===== PROVIDED TEXT =====

Tuesday Nov. 2, 2010, Election Day
Three Simon and Garfunkel songs before class today ("A Hazy Shade of Winter", "The Sparrow", and "American Tune")

The Experiment #1 revised reports have been graded and were returned in class today.  Experiment #2 revised reports are due this coming Thursday (unless you've been given extra time).

Many of the Expt. #3 reports were turned in today.  Some people picked up the materials late and have been given extra time.  If you haven't returned your materials please do so as soon as you can.


We covered the collision-coalescence process in class last Thursday.




It can produce rain, drizzle, and virga (rain that evaporates before reaching the ground), but that's about it.


Look at what the ice crystal process can do by contrast.  We'll be covering that today.  There's a lot that can happen inside the cloud and more things that can occur outside the cloud.  By the end of class today you should know something about every precipitation particle in the picture.


We looked at the structure of cold clouds last Thursday.  One of the important points is that there is a large part of the cloud where ice crystals and supercooled water droplets are found together.  Today we'll see how ice crystal process works.  There are a couple of "tricky" parts.


The first figure above (see p.101 in the photocopied Class Notes) shows a water droplet in equilibrium with its surroundings..The droplet is evaporating (the 3 blue arrows in the figure).  The rate of evaporation will depend on the temperature of the water droplet.  The droplet is surrounded by air that is saturated with water vapor (the droplet is inside a cloud where the relative humidity is 100%).  This means there is enough water vapor to be able to supply 3 arrows of condensation.  Because the droplet loses and gains water vapor at equal rates it doesn't grow or shrink.

===== MATERIAL SHOWN =====

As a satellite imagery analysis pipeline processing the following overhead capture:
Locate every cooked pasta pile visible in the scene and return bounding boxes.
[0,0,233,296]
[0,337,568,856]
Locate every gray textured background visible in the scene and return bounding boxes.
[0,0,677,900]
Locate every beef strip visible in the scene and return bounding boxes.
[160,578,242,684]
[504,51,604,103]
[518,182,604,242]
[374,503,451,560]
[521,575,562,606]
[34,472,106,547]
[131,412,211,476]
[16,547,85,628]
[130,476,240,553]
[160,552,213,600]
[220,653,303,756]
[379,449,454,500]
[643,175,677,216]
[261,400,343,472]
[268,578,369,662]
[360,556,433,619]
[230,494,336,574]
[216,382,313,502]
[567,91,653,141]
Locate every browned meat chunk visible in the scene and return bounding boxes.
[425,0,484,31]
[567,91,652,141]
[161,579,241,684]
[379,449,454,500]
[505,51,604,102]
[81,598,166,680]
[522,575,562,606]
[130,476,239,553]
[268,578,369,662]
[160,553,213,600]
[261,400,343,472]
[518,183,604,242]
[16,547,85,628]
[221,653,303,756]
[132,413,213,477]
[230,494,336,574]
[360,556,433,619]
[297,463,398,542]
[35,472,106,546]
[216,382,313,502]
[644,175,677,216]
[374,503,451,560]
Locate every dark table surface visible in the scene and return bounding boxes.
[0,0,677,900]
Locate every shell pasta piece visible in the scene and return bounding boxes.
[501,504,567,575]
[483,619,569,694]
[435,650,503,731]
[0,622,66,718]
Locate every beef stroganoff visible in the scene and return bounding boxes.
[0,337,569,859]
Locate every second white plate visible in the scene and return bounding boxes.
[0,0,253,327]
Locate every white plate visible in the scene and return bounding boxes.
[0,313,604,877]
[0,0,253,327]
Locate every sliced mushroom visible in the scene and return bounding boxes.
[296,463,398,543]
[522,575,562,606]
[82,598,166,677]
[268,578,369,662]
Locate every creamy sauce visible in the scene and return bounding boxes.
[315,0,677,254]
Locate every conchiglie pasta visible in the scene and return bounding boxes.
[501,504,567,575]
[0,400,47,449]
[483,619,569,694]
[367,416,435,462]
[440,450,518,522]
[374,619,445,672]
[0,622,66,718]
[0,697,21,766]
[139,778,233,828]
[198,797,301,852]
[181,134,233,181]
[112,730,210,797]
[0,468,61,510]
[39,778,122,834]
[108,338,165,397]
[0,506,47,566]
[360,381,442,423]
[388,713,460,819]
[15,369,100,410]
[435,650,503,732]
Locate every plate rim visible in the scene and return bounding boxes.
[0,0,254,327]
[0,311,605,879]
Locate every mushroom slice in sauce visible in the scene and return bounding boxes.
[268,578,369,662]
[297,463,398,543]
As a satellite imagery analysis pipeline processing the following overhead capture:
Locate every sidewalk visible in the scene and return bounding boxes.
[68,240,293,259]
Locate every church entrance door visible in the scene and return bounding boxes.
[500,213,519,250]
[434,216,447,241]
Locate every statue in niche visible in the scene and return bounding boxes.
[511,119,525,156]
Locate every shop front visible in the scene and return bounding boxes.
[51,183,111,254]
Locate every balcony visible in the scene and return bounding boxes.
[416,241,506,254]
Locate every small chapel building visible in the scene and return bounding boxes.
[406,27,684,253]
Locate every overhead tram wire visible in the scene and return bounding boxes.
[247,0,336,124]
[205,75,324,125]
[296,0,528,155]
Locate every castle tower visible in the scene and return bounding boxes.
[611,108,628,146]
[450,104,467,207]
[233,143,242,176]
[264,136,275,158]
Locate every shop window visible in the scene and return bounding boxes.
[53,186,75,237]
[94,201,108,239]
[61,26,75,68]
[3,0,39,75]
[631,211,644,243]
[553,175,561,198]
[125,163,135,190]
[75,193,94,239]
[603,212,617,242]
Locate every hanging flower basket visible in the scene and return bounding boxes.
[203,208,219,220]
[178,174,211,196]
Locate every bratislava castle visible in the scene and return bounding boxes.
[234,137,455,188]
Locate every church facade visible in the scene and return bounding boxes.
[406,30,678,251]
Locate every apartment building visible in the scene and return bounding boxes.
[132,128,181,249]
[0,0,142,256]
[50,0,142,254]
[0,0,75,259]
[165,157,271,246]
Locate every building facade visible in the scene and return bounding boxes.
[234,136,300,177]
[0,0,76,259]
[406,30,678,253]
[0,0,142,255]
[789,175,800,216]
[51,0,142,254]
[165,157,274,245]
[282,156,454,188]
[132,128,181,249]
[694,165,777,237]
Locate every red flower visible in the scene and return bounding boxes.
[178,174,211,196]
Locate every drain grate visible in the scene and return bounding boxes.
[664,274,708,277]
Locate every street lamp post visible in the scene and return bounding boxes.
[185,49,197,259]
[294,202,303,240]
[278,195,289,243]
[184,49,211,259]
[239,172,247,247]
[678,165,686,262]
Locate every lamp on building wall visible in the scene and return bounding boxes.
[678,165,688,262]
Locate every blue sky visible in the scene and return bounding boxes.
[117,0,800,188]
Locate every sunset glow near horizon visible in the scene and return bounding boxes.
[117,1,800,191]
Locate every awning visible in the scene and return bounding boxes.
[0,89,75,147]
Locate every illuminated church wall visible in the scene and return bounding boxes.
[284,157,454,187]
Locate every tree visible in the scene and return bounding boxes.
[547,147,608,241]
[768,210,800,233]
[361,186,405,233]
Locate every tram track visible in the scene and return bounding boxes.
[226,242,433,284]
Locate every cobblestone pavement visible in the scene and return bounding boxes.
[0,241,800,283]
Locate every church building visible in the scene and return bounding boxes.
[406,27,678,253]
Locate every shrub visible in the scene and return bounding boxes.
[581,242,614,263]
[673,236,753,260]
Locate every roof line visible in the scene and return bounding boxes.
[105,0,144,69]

=====

- _WRITTEN INSTRUCTION 1_:
Answer these questions about the class notes:
(a) Which three Simon and Garfunkel songs were played before class?
(b) What three kinds of precipitation can the collision-coalescence process produce?
(c) When are the Experiment #2 revised reports due?
- _WRITTEN INSTRUCTION 2_: Quote the class notes word for word, starting with "Many of the" and going on through "in the picture.".
Answer using only the class notes, not the material.

- _FINAL ANSWER 1_:
(a) "A Hazy Shade of Winter," "The Sparrow," and "American Tune."
(b) Rain, drizzle, and virga.
(c) This coming Thursday, unless extra time has been given.

- _FINAL ANSWER 2_:
Many of the Expt. #3 reports were turned in today.  Some people picked up the materials late and have been given extra time.  If you haven't returned your materials please do so as soon as you can.


We covered the collision-coalescence process in class last Thursday.




It can produce rain, drizzle, and virga (rain that evaporates before reaching the ground), but that's about it.


Look at what the ice crystal process can do by contrast.  We'll be covering that today.  There's a lot that can happen inside the cloud and more things that can occur outside the cloud.  By the end of class today you should know something about every precipitation particle in the picture.